Dimanche 20 avril 2025
RÉSURRECTION DU SEIGNEUR — ANNÉE C
Commentaire de l’Évangile dominical
Lc 24,1-12

 

Alléluia, alléluia, alléluia !

 

Rendez grâce au Seigneur : Il est bon !

Éternel est son amour !

Oui, que le dise Israël :

Éternel est son amour !

 

Alléluia, alléluia, alléluia !

 

Le bras du Seigneur se lève,

le bras du Seigneur est fort !

Non, je ne mourrai pas, je vivrai,

pour annoncer les actions du Seigneur.

 

Alléluia, alléluia, alléluia !

 

La pierre qu’ont rejetée les bâtisseurs

est devenue la pierre d’angle :

c’est là l’œuvre du Seigneur,

la merveille devant nos yeux.

 

Alléluia, alléluia, alléluia !
================
Pouvez-vous citer mot pour mot le passage du texte à lire qui commence à « Dimanche 20 avril » et se termine à « Il est bon ! » ? Les lignes ci-dessous ne vous serviront pas.
================
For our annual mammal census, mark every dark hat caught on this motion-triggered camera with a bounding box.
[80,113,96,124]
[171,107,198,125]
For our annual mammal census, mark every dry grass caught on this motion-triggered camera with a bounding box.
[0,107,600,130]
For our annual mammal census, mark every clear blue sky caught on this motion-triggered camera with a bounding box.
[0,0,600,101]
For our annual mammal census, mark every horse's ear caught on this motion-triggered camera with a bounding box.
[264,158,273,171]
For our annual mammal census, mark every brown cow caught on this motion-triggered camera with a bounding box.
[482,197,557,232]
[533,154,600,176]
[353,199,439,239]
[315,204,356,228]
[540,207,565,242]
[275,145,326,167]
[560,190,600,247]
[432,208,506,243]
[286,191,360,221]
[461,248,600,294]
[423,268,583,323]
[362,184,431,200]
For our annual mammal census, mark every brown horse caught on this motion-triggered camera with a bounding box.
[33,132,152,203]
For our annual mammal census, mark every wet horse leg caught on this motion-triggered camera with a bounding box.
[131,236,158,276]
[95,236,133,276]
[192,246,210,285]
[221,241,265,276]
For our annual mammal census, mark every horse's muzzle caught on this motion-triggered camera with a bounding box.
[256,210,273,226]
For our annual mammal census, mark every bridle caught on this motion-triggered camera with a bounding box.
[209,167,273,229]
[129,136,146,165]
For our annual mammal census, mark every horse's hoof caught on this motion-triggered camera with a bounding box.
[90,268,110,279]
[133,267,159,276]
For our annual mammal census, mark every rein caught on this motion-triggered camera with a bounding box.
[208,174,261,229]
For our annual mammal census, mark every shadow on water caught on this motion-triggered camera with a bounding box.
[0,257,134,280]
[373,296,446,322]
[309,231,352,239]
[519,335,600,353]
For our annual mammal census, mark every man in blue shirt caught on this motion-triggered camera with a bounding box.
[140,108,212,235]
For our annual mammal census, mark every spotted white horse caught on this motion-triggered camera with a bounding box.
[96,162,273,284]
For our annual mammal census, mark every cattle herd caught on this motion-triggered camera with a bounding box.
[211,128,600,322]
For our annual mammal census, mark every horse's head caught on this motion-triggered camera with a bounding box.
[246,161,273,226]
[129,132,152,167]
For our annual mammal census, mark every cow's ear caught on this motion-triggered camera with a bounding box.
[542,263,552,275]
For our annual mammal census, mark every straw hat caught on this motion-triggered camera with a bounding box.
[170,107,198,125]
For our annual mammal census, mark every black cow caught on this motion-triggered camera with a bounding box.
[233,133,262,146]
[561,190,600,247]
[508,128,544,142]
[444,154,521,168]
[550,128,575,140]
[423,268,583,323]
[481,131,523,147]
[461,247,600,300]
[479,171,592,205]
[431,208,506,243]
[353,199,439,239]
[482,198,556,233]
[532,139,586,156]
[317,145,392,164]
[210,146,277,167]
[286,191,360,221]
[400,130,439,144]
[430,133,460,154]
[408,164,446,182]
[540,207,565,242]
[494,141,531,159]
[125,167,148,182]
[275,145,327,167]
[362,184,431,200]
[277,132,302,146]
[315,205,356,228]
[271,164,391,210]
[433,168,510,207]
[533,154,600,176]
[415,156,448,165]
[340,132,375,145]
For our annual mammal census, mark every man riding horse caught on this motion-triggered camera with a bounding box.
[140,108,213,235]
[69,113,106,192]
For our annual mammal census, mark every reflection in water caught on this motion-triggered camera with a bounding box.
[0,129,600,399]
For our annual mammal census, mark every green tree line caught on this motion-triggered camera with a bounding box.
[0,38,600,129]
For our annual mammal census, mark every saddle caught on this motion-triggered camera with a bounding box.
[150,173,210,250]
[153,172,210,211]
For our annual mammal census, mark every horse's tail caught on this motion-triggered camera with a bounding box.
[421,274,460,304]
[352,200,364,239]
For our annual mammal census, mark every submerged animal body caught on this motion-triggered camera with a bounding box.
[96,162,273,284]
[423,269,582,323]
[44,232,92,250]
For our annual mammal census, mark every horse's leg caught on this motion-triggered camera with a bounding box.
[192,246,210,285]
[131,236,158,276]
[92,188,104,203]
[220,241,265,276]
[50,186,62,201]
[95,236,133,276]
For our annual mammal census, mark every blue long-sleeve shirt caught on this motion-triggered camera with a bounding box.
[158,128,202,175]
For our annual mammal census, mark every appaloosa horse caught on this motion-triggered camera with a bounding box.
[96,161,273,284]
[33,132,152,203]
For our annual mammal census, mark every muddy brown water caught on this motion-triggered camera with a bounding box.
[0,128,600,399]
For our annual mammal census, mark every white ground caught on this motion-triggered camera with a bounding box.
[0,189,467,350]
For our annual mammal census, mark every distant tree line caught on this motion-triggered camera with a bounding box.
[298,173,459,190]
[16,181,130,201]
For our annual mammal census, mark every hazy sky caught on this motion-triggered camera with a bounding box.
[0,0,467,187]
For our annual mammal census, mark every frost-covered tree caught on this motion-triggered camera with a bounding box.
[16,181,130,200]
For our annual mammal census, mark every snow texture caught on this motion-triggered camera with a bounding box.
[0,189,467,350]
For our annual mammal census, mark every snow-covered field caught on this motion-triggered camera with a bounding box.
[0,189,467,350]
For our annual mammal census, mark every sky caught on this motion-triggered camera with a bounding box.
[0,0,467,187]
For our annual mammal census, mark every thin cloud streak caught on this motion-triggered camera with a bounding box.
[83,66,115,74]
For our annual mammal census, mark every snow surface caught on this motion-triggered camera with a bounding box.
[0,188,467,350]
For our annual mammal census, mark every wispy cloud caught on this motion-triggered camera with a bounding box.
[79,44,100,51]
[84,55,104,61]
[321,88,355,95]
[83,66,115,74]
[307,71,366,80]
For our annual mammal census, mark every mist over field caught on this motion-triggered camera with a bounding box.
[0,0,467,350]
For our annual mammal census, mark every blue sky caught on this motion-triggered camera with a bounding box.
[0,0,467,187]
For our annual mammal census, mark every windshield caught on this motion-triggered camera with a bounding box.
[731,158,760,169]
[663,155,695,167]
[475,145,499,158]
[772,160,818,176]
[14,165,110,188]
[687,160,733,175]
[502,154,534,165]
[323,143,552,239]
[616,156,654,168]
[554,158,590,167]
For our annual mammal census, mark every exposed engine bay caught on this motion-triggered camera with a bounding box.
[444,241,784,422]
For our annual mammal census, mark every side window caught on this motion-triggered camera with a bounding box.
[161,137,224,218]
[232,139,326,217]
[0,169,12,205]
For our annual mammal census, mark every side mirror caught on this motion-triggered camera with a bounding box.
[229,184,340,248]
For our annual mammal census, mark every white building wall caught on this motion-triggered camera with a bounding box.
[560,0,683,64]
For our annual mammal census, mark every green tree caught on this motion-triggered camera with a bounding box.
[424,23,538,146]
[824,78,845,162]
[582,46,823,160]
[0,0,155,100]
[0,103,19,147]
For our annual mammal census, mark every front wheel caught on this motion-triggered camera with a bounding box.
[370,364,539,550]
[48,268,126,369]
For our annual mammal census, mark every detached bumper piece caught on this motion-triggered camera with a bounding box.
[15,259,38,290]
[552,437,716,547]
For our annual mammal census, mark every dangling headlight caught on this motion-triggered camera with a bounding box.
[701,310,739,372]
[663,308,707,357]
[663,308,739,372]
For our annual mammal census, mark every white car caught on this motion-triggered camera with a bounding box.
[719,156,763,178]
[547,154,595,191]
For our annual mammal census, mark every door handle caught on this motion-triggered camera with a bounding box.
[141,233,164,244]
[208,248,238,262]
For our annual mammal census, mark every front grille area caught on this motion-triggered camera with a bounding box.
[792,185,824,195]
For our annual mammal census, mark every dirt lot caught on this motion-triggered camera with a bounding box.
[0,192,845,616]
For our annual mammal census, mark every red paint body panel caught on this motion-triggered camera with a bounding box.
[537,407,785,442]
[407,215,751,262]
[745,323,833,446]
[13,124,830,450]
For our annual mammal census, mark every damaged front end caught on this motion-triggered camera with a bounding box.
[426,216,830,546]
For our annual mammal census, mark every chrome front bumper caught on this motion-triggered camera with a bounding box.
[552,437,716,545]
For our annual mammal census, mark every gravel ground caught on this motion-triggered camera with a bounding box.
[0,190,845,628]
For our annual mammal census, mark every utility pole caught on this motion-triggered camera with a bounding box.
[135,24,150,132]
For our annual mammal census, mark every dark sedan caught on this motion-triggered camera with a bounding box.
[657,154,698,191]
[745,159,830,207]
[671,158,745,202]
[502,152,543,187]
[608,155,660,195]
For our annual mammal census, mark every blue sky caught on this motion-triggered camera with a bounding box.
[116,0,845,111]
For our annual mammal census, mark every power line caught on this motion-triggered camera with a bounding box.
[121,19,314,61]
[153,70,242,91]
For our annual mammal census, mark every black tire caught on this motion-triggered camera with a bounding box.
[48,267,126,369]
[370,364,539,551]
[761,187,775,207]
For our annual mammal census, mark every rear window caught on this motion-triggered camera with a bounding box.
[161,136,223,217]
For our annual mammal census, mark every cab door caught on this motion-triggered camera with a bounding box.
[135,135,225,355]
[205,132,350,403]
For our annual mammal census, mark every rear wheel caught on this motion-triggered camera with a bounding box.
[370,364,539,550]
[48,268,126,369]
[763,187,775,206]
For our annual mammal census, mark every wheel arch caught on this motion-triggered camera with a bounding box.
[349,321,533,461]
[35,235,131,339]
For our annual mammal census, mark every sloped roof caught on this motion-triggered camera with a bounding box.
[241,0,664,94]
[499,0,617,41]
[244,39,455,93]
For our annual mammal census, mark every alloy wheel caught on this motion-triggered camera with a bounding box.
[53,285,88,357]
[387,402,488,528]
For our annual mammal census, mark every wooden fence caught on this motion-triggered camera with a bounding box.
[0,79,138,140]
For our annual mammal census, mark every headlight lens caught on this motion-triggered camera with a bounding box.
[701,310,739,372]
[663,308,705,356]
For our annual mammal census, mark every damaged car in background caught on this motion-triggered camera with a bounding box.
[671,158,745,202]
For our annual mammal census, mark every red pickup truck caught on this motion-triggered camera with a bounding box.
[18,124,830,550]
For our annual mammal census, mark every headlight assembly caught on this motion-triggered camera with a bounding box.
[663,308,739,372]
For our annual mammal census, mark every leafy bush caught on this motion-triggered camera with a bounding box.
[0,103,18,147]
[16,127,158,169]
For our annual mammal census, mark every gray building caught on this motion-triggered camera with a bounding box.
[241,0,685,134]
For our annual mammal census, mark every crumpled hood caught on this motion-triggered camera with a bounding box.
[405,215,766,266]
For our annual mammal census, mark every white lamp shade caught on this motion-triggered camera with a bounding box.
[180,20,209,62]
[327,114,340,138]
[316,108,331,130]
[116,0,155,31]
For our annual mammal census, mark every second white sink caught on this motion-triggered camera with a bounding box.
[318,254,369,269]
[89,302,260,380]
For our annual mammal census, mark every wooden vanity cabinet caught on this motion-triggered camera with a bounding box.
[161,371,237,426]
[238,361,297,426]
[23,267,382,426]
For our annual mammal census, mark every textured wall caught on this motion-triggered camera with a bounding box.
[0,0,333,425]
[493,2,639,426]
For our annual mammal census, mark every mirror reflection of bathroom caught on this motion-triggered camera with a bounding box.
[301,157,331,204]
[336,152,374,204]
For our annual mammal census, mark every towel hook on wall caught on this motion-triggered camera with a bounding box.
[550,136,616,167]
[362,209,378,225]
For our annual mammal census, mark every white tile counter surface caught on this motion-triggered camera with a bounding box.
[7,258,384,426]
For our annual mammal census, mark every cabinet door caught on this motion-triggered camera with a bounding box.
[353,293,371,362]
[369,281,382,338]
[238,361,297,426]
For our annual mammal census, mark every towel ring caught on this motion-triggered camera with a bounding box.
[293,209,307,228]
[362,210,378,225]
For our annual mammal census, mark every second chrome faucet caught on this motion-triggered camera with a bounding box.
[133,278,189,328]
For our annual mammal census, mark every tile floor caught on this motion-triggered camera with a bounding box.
================
● **CORRIGÉ**
Dimanche 20 avril 2025
RÉSURRECTION DU SEIGNEUR — ANNÉE C
Commentaire de l’Évangile dominical
Lc 24,1-12

 

Alléluia, alléluia, alléluia !

 

Rendez grâce au Seigneur : Il est bon !